How to complete this task =
Carry on the R write-up below on bootstrap confidence intervals for tree nut protein intake, starting right after its last line of code.

Text for analysis =
1 Introduction

I will be using confidence intervals of the mean with and without bootstrapping to decide which is a better method for inferences.

2 Loading Data

protein = read.csv("https://raw.githubusercontent.com/pengdsci/sta321/main/ww02/w02-Protein_Supply_Quantity_Data.csv", header = TRUE)

## 
#head(protein)
#dim(protein)

3 Data Analysis

The data set shows the percentage of protein intake from different foods around the world. I will be analyzing the Treenuts variable, which will show the percentage of protein intake from tree nuts.

3.1 Confidence Interval of the Mean

sample = sample(protein$Treenuts,                 #finding mean of the original sample
                170,                              #sample size
                replace = FALSE)                  #no replacement 
CI = quantile(sample, c(0.025, 0.975))            #confidence interval of the mean
CI                                                #print CI
##      2.5%     97.5% 
## 0.0000000 0.9948625

3.2 Bootstrapping

sample.mean.vec = NULL                   # empty vector for storing b BT means
for(i in 1:1000){                        #for loop for each of the 170 samples taking 1000 bootstrap samples
  ith.sample = sample(protein$Treenuts,    #finding bootstrap mean
                       170,               #sample size       
                       replace = TRUE     #WITH replacement because of bootstrap and big sample size
                 )

Given information =

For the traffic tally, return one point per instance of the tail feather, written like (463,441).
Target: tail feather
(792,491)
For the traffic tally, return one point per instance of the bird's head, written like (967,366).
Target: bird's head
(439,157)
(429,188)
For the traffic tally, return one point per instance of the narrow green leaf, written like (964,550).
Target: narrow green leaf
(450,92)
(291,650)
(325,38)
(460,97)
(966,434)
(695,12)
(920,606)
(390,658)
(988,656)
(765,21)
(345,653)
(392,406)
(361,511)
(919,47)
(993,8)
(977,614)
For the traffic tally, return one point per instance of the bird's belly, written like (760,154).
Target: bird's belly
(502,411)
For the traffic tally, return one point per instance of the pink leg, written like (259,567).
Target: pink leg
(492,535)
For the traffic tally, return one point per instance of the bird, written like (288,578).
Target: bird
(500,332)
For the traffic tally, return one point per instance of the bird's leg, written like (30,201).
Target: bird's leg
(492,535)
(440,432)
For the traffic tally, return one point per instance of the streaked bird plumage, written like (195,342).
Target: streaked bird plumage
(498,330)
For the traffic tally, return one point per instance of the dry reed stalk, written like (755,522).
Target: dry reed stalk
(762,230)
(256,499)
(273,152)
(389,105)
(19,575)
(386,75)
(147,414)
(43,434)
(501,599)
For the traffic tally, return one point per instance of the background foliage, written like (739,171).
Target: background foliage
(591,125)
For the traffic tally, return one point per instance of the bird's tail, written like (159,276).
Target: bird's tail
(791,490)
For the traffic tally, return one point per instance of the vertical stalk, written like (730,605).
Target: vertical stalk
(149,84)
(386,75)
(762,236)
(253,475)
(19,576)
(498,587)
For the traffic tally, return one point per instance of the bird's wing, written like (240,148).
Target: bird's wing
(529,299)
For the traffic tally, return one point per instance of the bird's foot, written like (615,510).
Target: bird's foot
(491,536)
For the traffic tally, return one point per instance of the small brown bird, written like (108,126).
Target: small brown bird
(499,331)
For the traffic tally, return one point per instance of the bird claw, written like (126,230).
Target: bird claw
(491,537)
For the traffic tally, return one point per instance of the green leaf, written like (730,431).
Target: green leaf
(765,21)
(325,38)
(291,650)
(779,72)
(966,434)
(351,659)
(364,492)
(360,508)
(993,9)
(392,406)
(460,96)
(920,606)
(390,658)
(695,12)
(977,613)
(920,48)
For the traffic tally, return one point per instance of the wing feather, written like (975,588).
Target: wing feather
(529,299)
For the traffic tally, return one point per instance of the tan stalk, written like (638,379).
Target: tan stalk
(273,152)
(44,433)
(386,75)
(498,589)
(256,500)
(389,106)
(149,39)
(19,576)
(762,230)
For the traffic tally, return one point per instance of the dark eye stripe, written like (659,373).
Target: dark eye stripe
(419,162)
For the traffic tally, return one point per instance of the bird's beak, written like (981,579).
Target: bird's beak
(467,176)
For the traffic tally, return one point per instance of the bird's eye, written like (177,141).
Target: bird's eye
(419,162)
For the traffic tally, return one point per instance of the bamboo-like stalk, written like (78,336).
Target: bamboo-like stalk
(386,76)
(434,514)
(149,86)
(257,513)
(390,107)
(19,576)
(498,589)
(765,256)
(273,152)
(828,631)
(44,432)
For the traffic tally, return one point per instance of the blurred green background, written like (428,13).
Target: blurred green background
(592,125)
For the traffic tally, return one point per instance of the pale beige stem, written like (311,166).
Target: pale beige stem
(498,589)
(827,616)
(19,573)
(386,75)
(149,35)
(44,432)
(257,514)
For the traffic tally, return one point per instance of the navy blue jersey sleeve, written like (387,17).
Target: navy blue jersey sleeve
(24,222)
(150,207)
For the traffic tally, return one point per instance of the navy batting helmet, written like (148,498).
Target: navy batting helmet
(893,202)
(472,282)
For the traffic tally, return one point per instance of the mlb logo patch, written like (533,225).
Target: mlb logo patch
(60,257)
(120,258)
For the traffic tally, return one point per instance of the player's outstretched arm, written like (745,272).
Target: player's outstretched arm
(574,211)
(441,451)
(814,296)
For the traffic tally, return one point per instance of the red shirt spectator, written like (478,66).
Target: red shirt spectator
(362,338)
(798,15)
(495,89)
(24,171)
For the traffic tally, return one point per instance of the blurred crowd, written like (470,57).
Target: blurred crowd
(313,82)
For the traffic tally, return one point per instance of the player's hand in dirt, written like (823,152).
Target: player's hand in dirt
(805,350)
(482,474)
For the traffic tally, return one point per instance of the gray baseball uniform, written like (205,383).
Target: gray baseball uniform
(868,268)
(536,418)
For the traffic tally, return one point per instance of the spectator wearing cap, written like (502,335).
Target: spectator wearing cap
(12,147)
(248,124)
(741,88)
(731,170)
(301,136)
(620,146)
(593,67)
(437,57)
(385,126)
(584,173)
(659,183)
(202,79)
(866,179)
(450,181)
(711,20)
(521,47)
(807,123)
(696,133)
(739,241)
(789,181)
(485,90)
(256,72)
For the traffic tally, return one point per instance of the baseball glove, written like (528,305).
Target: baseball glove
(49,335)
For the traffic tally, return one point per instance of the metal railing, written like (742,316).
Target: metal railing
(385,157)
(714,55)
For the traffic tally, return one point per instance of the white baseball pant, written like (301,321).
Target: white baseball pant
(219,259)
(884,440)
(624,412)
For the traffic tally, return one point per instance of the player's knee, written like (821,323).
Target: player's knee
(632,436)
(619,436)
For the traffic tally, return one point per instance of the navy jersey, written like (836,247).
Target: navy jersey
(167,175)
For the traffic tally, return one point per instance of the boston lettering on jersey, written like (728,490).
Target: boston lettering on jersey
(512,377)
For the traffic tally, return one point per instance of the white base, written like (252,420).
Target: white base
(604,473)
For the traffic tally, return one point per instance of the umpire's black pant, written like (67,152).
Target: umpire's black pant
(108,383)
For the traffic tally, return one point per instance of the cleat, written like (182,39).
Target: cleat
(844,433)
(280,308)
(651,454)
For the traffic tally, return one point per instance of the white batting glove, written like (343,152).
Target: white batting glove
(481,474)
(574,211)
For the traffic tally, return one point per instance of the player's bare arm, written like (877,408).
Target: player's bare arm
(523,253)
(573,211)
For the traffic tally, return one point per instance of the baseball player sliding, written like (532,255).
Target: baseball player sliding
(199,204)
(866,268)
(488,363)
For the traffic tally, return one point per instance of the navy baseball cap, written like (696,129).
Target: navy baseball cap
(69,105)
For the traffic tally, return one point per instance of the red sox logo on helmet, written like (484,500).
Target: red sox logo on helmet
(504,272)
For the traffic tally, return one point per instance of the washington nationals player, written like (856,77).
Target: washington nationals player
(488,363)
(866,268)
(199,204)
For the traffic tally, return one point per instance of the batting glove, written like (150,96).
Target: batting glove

Your response =
   sample.mean.vec[i] = mean(ith.sample)  #mean of ith sample saved in the empty vector
}
b.CI = quantile(sample.mean.vec, c(0.025, 0.975)) #confidence interval of the mean from bootstrapping
b.CI  #printing bootstrap CI
##      2.5%     97.5% 
## 0.2038416 0.2905259
hist(sample.mean.vec,                    #histogram of bootstrap data           
     breaks = 20,                         #amount of breaks                     
     xlab = "Bootstrap sample means",     #x axis label                   
     main="Bootstrap Sampling Distribution \n of Sample Means")  #title

The confidence interval of the mean is (0.0000000, 0.9948625). After using the bootstrap method, we find the confidence interval to be (0.2027401, 0.2902978). Because the bootstrap sample mean confidence interval is much smaller and therefore better than the actual mean confidence interval, it is a better for predictions and estimation.